QUOTED PASSAGE:

30 Agentic Engineering Principles — Part 3 Harness

A well-configured harness is invisible. When it's working, the principles from Parts 1 and 2 stay cheap to run — the agent knows what it should know, hooks fire when they should fire, skills trigger on the right prompts. When it's misconfigured, you feel it everywhere: context windows full of stale instructions, hooks blocking things that should never have been a hook, skills the team built and nobody uses.

Part 3 of 5. Six principles. All operational. Spend a quiet afternoon on these once and you'll save weeks downstream.

Principle 15 — `CLAUDE.md` under 200 lines, always

The root CLAUDE.md must stay under 200 lines and stay stable. Anything deep, topic-specific, or path-scoped belongs in rules/<topic>.md or a skill.

A 2,000-line CLAUDE.md is the most common form of harness pollution. It consumes 30–40% of every context window with content the agent doesn't need for most tasks. Boris Cherny's published guidance is unambiguous on the size cap; Jose Parreo Garcia's "You probably don't understand Claude Code memory" walks through the mechanism. The root CLAUDE.md is an index, not an encyclopedia.

Count your lines. If it's over 200, start moving topics to rules/*.md. Treat the root file as a table of contents that points at depth — and audit it quarterly for stale content. Everything that shouldn't be there is paying a context-window tax on every single agent interaction.

Principle 16 — Hooks for invariants that have caused real incidents

Use hooks for rules that must fire without exception — secret scanning, dangerous-bash blocks, formatting. Reserve hooks for rules that have caused incidents. Don't over-hook.

Hooks are deterministic: exit 2 blocks the agent cold. That property is valuable exactly where determinism matters — rules with a measurable failure history. Hooks for soft preferences are the hook-hammer anti-pattern: they bloat the harness and slow every turn for nothing.

The discipline: list every incident your team has had. Forgotten test run. Leaked secret. Wrong package manager committed. That list is your hook backlog — one hook per incident class. pre-commit-secret-scan, block-dangerous-bash, block-wrong-pm. Set allowManagedHooksOnly: true in managed settings so developers can't disable them. Everything else stays in CLAUDE.md as guidance, not as a hard gate.

Principle 17 — Skills auto-invoke based on description matching

A skill's description: field is its activation phrase. Vague descriptions mean the skill won't trigger. Broad descriptions mean the wrong skill triggers. The description is half the work of building the skill.

"Skill bit-rot" is the most common reason teams ship a marketplace of skills nobody ever uses. The skill is technically correct; the description doesn't match how anyone phrases the prompt. The right test: write the user phrase first, then check whether your description matches it — not the other way around.

GIVEN DATA:
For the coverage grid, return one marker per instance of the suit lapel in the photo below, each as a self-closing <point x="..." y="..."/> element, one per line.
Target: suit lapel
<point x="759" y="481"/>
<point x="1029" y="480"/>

TO DO: List the hook names that the harness article gives as examples under Principle 16.

RESPONSE BELOW:
- pre-commit-secret-scan
- block-dangerous-bash
- block-wrong-pm